REQUIRED WORK: Without the pictures, copy the entries below word for word.
** RECORDS SUPPLIED follows **
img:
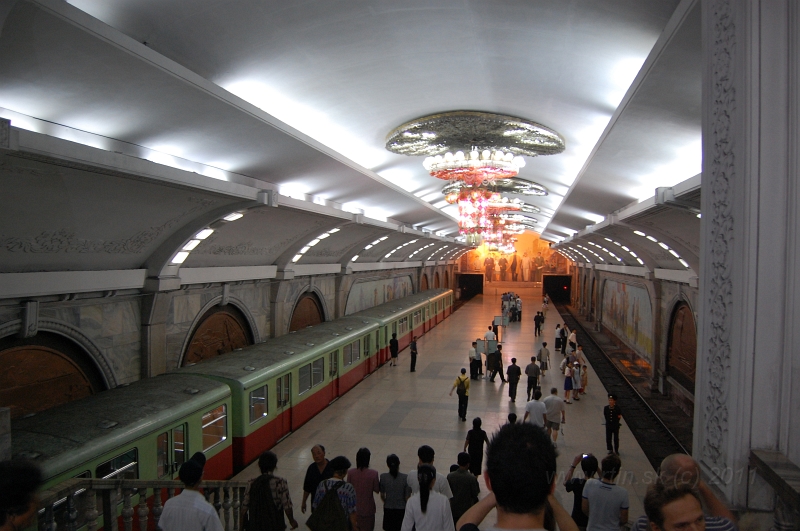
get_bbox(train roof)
[352,289,451,324]
[11,373,230,480]
[178,315,379,387]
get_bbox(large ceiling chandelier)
[385,111,565,186]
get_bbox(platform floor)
[233,288,656,529]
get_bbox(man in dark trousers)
[409,335,418,372]
[449,368,470,421]
[506,358,522,402]
[524,356,541,401]
[389,333,399,366]
[533,312,543,336]
[604,394,623,455]
[447,452,480,524]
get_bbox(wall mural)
[459,232,569,281]
[345,276,413,314]
[601,280,653,360]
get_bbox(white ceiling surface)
[0,0,704,243]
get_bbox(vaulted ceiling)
[0,0,702,279]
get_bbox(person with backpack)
[448,368,470,422]
[241,451,298,531]
[309,456,358,531]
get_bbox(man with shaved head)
[301,444,333,514]
[631,454,736,531]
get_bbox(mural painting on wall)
[601,280,654,360]
[345,276,413,314]
[459,232,569,280]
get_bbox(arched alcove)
[666,302,697,394]
[182,305,254,366]
[420,273,429,291]
[289,292,325,332]
[0,333,107,419]
[434,272,441,288]
[444,271,450,289]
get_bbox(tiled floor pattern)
[233,288,656,529]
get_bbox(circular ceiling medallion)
[386,111,566,157]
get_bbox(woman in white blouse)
[400,465,454,531]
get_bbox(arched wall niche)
[180,303,254,366]
[0,331,107,419]
[444,271,450,289]
[434,271,441,288]
[666,301,697,395]
[420,273,429,291]
[289,292,325,332]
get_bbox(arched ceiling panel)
[0,152,241,273]
[182,206,335,268]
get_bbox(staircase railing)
[36,479,249,531]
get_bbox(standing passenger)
[446,453,479,525]
[241,451,298,531]
[301,445,333,514]
[389,333,399,367]
[347,448,380,531]
[543,388,566,448]
[159,453,224,531]
[380,455,411,531]
[312,456,358,531]
[524,356,540,401]
[604,395,623,455]
[400,465,454,531]
[409,336,418,372]
[468,341,480,380]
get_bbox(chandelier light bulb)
[423,157,434,170]
[513,156,525,167]
[444,152,454,162]
[504,152,514,162]
[454,151,465,161]
[481,150,491,160]
[470,150,479,160]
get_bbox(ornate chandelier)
[456,189,492,236]
[422,149,525,185]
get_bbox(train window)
[364,334,370,356]
[312,358,324,386]
[96,449,139,480]
[202,405,228,451]
[398,316,409,335]
[413,311,421,327]
[353,339,361,360]
[249,385,268,424]
[157,425,187,477]
[392,322,397,336]
[299,364,312,394]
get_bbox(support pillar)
[697,0,800,510]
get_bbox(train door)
[382,326,388,363]
[156,423,187,479]
[275,374,292,439]
[329,350,340,399]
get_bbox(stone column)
[697,0,800,510]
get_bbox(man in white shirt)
[484,325,496,341]
[407,445,453,498]
[523,389,547,427]
[158,452,223,531]
[468,341,480,380]
[542,387,566,448]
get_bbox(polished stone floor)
[233,287,655,529]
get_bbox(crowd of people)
[0,295,740,531]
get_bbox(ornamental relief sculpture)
[702,0,735,470]
[0,197,215,254]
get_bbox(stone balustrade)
[36,479,249,531]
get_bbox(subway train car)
[11,374,233,489]
[357,289,453,364]
[11,289,454,485]
[179,315,380,470]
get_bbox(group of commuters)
[297,443,487,531]
[387,332,418,372]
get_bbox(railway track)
[556,305,687,471]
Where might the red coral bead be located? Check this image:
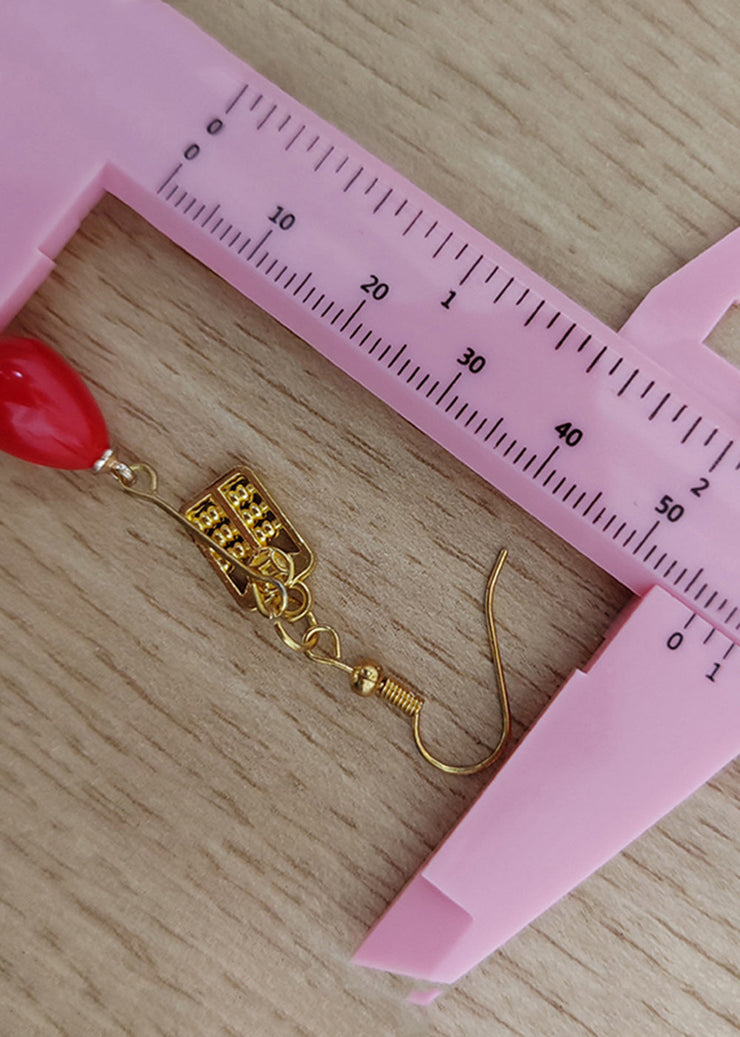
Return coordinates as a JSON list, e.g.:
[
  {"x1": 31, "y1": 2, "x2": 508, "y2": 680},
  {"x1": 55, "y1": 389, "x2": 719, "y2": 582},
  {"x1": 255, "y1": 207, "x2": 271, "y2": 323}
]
[{"x1": 0, "y1": 336, "x2": 110, "y2": 469}]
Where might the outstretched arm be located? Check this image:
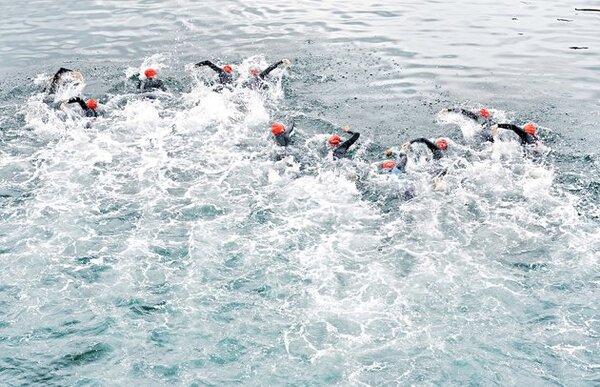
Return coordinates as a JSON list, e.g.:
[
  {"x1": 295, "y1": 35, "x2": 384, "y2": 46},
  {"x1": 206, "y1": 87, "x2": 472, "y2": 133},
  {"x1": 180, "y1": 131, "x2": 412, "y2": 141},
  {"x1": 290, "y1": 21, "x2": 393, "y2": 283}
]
[
  {"x1": 445, "y1": 107, "x2": 479, "y2": 121},
  {"x1": 338, "y1": 128, "x2": 360, "y2": 152},
  {"x1": 395, "y1": 153, "x2": 408, "y2": 172},
  {"x1": 47, "y1": 67, "x2": 73, "y2": 93},
  {"x1": 67, "y1": 97, "x2": 87, "y2": 110},
  {"x1": 497, "y1": 123, "x2": 534, "y2": 144},
  {"x1": 409, "y1": 138, "x2": 439, "y2": 153},
  {"x1": 259, "y1": 59, "x2": 289, "y2": 79},
  {"x1": 195, "y1": 60, "x2": 224, "y2": 74}
]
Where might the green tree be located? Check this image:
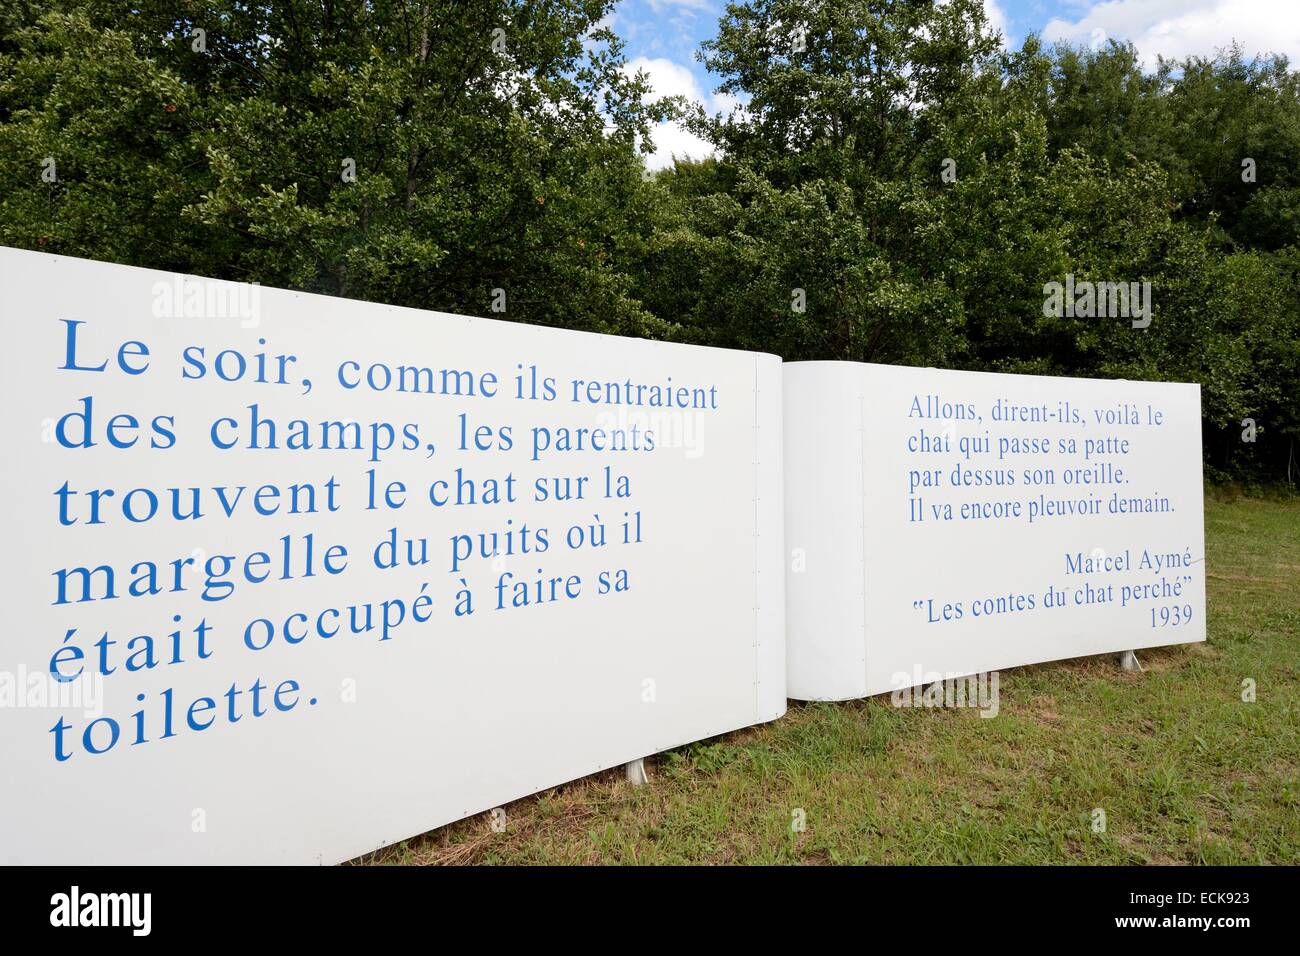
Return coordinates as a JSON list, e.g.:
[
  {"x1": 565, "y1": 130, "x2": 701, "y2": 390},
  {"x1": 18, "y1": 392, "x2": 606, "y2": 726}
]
[
  {"x1": 0, "y1": 1, "x2": 672, "y2": 335},
  {"x1": 634, "y1": 0, "x2": 1002, "y2": 364}
]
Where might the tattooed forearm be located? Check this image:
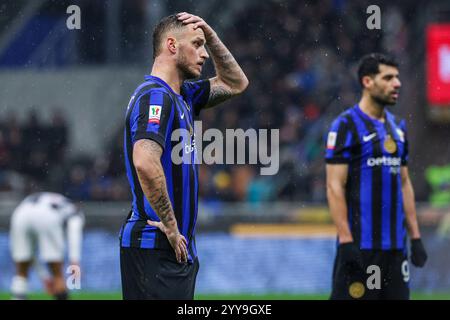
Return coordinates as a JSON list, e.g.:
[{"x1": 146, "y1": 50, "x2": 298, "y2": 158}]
[
  {"x1": 140, "y1": 173, "x2": 176, "y2": 227},
  {"x1": 208, "y1": 37, "x2": 246, "y2": 85},
  {"x1": 208, "y1": 85, "x2": 233, "y2": 107},
  {"x1": 133, "y1": 140, "x2": 178, "y2": 230},
  {"x1": 206, "y1": 36, "x2": 248, "y2": 107}
]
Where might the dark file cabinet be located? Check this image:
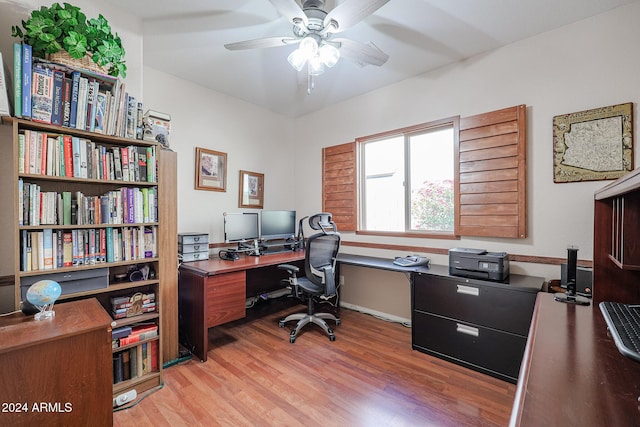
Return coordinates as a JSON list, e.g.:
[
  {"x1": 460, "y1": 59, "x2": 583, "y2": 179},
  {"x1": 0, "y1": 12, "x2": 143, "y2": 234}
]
[{"x1": 412, "y1": 268, "x2": 543, "y2": 383}]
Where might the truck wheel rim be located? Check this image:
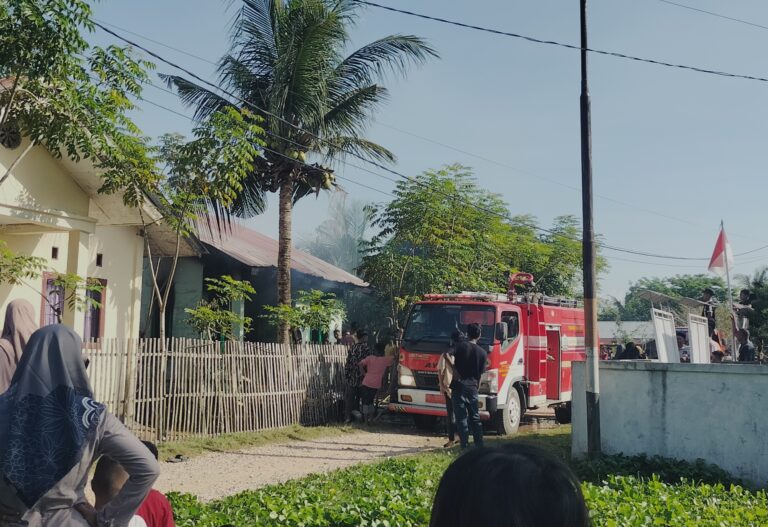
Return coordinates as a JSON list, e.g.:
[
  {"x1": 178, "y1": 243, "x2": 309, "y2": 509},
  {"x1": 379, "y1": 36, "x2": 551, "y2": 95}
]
[{"x1": 508, "y1": 397, "x2": 520, "y2": 426}]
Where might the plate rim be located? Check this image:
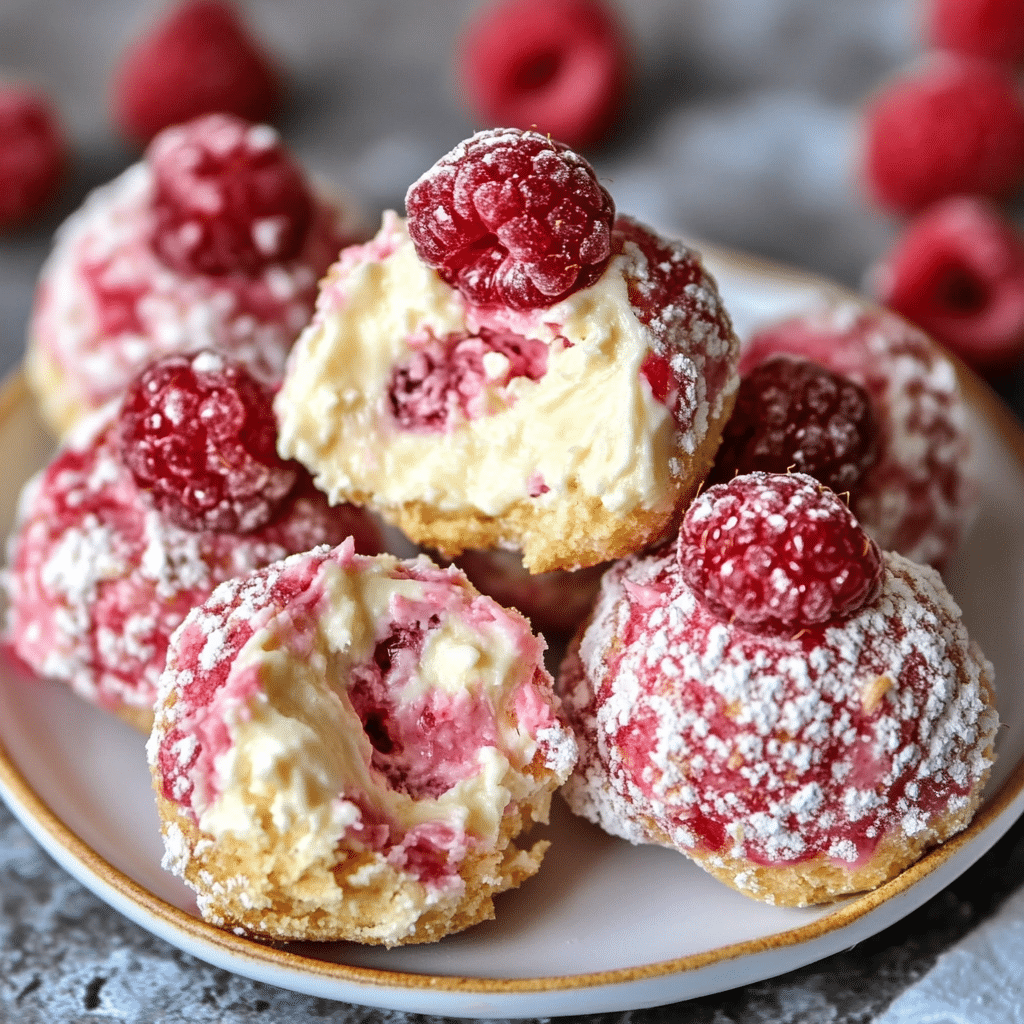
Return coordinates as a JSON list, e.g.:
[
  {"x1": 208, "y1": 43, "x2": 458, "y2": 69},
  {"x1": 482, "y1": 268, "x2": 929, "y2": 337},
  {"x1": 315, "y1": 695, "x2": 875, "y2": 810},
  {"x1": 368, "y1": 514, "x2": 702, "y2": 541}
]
** End of RECORDS SUPPLIED **
WRITTEN RESPONSE:
img:
get_bbox(train roof)
[352,289,451,324]
[11,373,230,480]
[178,315,379,387]
get_bbox(large ceiling chandelier)
[385,111,565,186]
get_bbox(platform floor)
[233,288,656,529]
get_bbox(man in dark trousers)
[409,335,418,372]
[449,368,470,421]
[506,358,522,402]
[524,356,541,401]
[389,333,399,366]
[533,312,543,336]
[604,394,623,455]
[447,452,480,524]
get_bbox(wall mural)
[459,232,569,281]
[345,276,413,314]
[601,280,653,360]
get_bbox(white ceiling surface)
[0,0,704,243]
get_bbox(vaulted ceiling)
[0,0,702,279]
get_bbox(person with backpack)
[448,368,470,422]
[241,451,298,531]
[309,456,358,531]
get_bbox(man with shaved head)
[301,444,333,514]
[631,454,736,531]
get_bbox(mural painting on wall)
[601,280,654,360]
[345,276,413,314]
[459,232,569,280]
get_bbox(arched alcove)
[666,302,697,394]
[182,305,254,366]
[420,273,429,291]
[289,292,325,332]
[0,333,107,419]
[434,272,441,288]
[444,271,450,289]
get_bbox(tiled floor pattern)
[233,288,656,529]
get_bbox(circular ceiling medallion)
[386,111,566,157]
get_bbox(woman in white blouse)
[400,465,454,531]
get_bbox(arched wall niche)
[180,303,254,366]
[0,331,107,419]
[444,271,450,289]
[434,271,441,288]
[666,301,697,395]
[420,273,429,291]
[289,292,325,332]
get_bbox(arched ceiling panel)
[0,152,241,273]
[182,206,335,268]
get_bbox(staircase railing)
[36,479,249,531]
get_bbox(standing passenger)
[446,453,479,525]
[241,451,298,531]
[301,445,333,514]
[389,333,399,367]
[347,448,380,531]
[543,388,566,448]
[159,453,224,531]
[380,455,411,531]
[312,456,358,531]
[524,356,540,401]
[604,395,623,455]
[400,465,454,531]
[409,336,418,372]
[468,341,480,380]
get_bbox(chandelier light bulb)
[423,157,434,170]
[513,156,525,167]
[444,152,454,162]
[504,152,514,162]
[454,151,465,161]
[481,150,491,160]
[470,150,479,160]
get_bbox(ornate chandelier)
[456,189,492,236]
[422,149,525,185]
get_bbox(train window)
[364,334,370,356]
[312,358,324,386]
[96,449,139,480]
[202,405,228,451]
[398,316,409,335]
[413,311,421,327]
[353,339,361,360]
[249,385,268,424]
[157,425,187,477]
[392,322,397,336]
[299,364,312,394]
get_bbox(support pillar)
[697,0,800,510]
get_bbox(train door)
[382,326,388,363]
[156,423,187,479]
[275,374,292,439]
[329,350,340,399]
get_bbox(stone column)
[697,0,800,510]
get_bbox(man in white shirt)
[484,325,496,341]
[407,445,453,498]
[523,389,547,427]
[158,452,223,531]
[468,341,480,380]
[542,387,566,448]
get_bbox(polished stone floor)
[233,287,655,529]
get_bbox(crowd of people)
[0,295,740,531]
get_bbox(ornamental relief sculpture)
[702,0,735,470]
[0,197,215,254]
get_bbox(stone balustrade)
[36,479,249,531]
get_bbox(subway train car)
[11,374,233,489]
[357,289,453,364]
[11,289,454,485]
[179,315,380,470]
get_bbox(group of commuters)
[297,443,487,531]
[387,332,418,372]
get_bbox(railway track)
[556,305,687,471]
Where might the red coral bead be located? Check this image:
Return coordinates as a JSON list, e.g.:
[
  {"x1": 31, "y1": 2, "x2": 508, "y2": 680},
  {"x1": 55, "y1": 389, "x2": 719, "y2": 582},
  {"x1": 255, "y1": 207, "x2": 271, "y2": 323}
]
[{"x1": 0, "y1": 336, "x2": 110, "y2": 469}]
Where might the outstretched arm be located? Check this image:
Return coordinates as a JSON list, e.g.:
[
  {"x1": 295, "y1": 35, "x2": 384, "y2": 46},
  {"x1": 206, "y1": 87, "x2": 472, "y2": 133},
  {"x1": 180, "y1": 131, "x2": 412, "y2": 141},
  {"x1": 290, "y1": 21, "x2": 393, "y2": 283}
]
[
  {"x1": 445, "y1": 107, "x2": 479, "y2": 121},
  {"x1": 338, "y1": 128, "x2": 360, "y2": 152},
  {"x1": 395, "y1": 153, "x2": 408, "y2": 172},
  {"x1": 47, "y1": 67, "x2": 73, "y2": 93},
  {"x1": 67, "y1": 97, "x2": 87, "y2": 110},
  {"x1": 497, "y1": 123, "x2": 534, "y2": 144},
  {"x1": 409, "y1": 138, "x2": 439, "y2": 153},
  {"x1": 259, "y1": 59, "x2": 289, "y2": 79},
  {"x1": 195, "y1": 60, "x2": 224, "y2": 74}
]
Where might the green tree be located? Check this image:
Return coordinates as a JSON list, e.g.:
[
  {"x1": 565, "y1": 130, "x2": 701, "y2": 390},
  {"x1": 18, "y1": 392, "x2": 606, "y2": 726}
]
[
  {"x1": 0, "y1": 1, "x2": 672, "y2": 335},
  {"x1": 634, "y1": 0, "x2": 1002, "y2": 364}
]
Where might the tattooed forearm be located? Check this image:
Return coordinates as a JSON list, e.g.:
[{"x1": 146, "y1": 50, "x2": 298, "y2": 158}]
[
  {"x1": 140, "y1": 173, "x2": 176, "y2": 227},
  {"x1": 208, "y1": 37, "x2": 246, "y2": 85},
  {"x1": 208, "y1": 85, "x2": 233, "y2": 107},
  {"x1": 133, "y1": 140, "x2": 178, "y2": 230},
  {"x1": 206, "y1": 36, "x2": 248, "y2": 107}
]
Where might the dark file cabinet be located? Check this image:
Return coordinates as a JSON list, e.g.:
[
  {"x1": 460, "y1": 59, "x2": 583, "y2": 179},
  {"x1": 0, "y1": 12, "x2": 143, "y2": 234}
]
[{"x1": 412, "y1": 268, "x2": 543, "y2": 383}]
Where might the truck wheel rim be located? Check this image:
Return coordinates as a JSON list, e.g.:
[
  {"x1": 178, "y1": 243, "x2": 309, "y2": 509},
  {"x1": 379, "y1": 36, "x2": 551, "y2": 95}
]
[{"x1": 508, "y1": 397, "x2": 520, "y2": 426}]
Where might the plate rim be located? Check this image:
Return coordinates as a JSON list, e.g.:
[
  {"x1": 208, "y1": 43, "x2": 458, "y2": 69},
  {"x1": 482, "y1": 268, "x2": 929, "y2": 337},
  {"x1": 315, "y1": 695, "x2": 875, "y2": 810},
  {"x1": 368, "y1": 514, "x2": 702, "y2": 541}
]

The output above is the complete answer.